### WHAT THIS TASK INVOLVES
Reproduce every entry exactly as shown.

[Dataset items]

-- Start --

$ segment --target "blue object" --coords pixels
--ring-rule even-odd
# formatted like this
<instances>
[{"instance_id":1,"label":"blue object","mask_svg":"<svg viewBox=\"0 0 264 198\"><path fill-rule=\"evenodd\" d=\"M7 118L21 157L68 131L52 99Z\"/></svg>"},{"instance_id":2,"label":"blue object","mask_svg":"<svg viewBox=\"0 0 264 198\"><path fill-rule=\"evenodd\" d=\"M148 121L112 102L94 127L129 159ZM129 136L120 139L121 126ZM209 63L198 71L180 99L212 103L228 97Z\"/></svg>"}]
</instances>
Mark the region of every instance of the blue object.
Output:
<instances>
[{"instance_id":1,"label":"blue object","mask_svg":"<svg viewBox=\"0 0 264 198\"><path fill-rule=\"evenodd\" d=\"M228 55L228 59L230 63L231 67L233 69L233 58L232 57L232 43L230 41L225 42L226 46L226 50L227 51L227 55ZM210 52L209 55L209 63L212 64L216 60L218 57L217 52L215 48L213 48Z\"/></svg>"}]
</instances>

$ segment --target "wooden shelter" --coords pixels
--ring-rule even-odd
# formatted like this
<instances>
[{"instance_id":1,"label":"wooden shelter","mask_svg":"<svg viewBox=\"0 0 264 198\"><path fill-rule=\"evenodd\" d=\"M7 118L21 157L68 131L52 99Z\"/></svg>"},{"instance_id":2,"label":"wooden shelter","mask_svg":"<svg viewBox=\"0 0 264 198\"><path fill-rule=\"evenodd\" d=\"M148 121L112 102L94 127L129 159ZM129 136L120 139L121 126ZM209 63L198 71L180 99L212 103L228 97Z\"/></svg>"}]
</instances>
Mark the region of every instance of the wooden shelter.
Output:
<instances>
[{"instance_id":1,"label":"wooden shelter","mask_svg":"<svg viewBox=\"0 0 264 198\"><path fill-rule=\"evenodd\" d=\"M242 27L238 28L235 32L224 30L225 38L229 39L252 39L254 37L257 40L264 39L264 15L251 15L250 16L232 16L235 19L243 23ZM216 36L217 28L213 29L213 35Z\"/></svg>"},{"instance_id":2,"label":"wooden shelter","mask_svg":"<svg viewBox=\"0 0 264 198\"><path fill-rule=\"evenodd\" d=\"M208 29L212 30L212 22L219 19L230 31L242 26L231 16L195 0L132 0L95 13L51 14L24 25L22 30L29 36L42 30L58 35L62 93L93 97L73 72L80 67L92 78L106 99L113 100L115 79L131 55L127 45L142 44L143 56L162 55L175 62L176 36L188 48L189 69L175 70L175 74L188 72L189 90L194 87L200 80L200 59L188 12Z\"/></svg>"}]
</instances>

-- End --

### TASK RESULT
$ segment --target "blue object" --coords pixels
--ring-rule even-odd
# formatted like this
<instances>
[{"instance_id":1,"label":"blue object","mask_svg":"<svg viewBox=\"0 0 264 198\"><path fill-rule=\"evenodd\" d=\"M7 118L21 157L68 131L52 99Z\"/></svg>"},{"instance_id":2,"label":"blue object","mask_svg":"<svg viewBox=\"0 0 264 198\"><path fill-rule=\"evenodd\" d=\"M148 121L112 102L94 127L129 159ZM129 136L120 139L121 126ZM209 63L198 71L180 99L212 103L228 97Z\"/></svg>"}]
</instances>
Mark the region of every instance of the blue object.
Output:
<instances>
[{"instance_id":1,"label":"blue object","mask_svg":"<svg viewBox=\"0 0 264 198\"><path fill-rule=\"evenodd\" d=\"M228 55L228 59L230 63L231 67L233 69L233 58L232 57L232 43L230 41L225 42L226 46L226 50L227 51L227 55ZM210 52L209 55L209 63L212 64L216 60L218 57L217 52L215 48L213 48Z\"/></svg>"}]
</instances>

$ segment --target "wooden shelter" --coords pixels
--ring-rule even-odd
# formatted like this
<instances>
[{"instance_id":1,"label":"wooden shelter","mask_svg":"<svg viewBox=\"0 0 264 198\"><path fill-rule=\"evenodd\" d=\"M7 118L21 157L68 131L52 99Z\"/></svg>"},{"instance_id":2,"label":"wooden shelter","mask_svg":"<svg viewBox=\"0 0 264 198\"><path fill-rule=\"evenodd\" d=\"M148 121L112 102L94 127L129 159ZM129 136L120 139L121 126ZM209 63L198 71L180 99L212 103L228 97Z\"/></svg>"}]
</instances>
Mark the region of every instance of the wooden shelter.
Output:
<instances>
[{"instance_id":1,"label":"wooden shelter","mask_svg":"<svg viewBox=\"0 0 264 198\"><path fill-rule=\"evenodd\" d=\"M242 27L238 28L235 32L224 30L225 38L229 39L252 39L254 37L257 40L264 39L264 15L251 15L250 16L232 16L235 19L243 23ZM216 36L217 28L213 29L213 35Z\"/></svg>"},{"instance_id":2,"label":"wooden shelter","mask_svg":"<svg viewBox=\"0 0 264 198\"><path fill-rule=\"evenodd\" d=\"M208 29L212 30L212 22L219 19L230 31L242 26L231 16L195 0L132 0L95 13L51 14L24 25L22 30L29 36L42 30L58 35L62 93L93 97L73 72L80 67L92 78L106 99L113 100L115 79L131 55L127 45L142 44L143 56L162 55L175 62L176 36L188 48L189 69L175 70L175 74L188 72L189 90L194 87L200 80L200 59L188 12Z\"/></svg>"}]
</instances>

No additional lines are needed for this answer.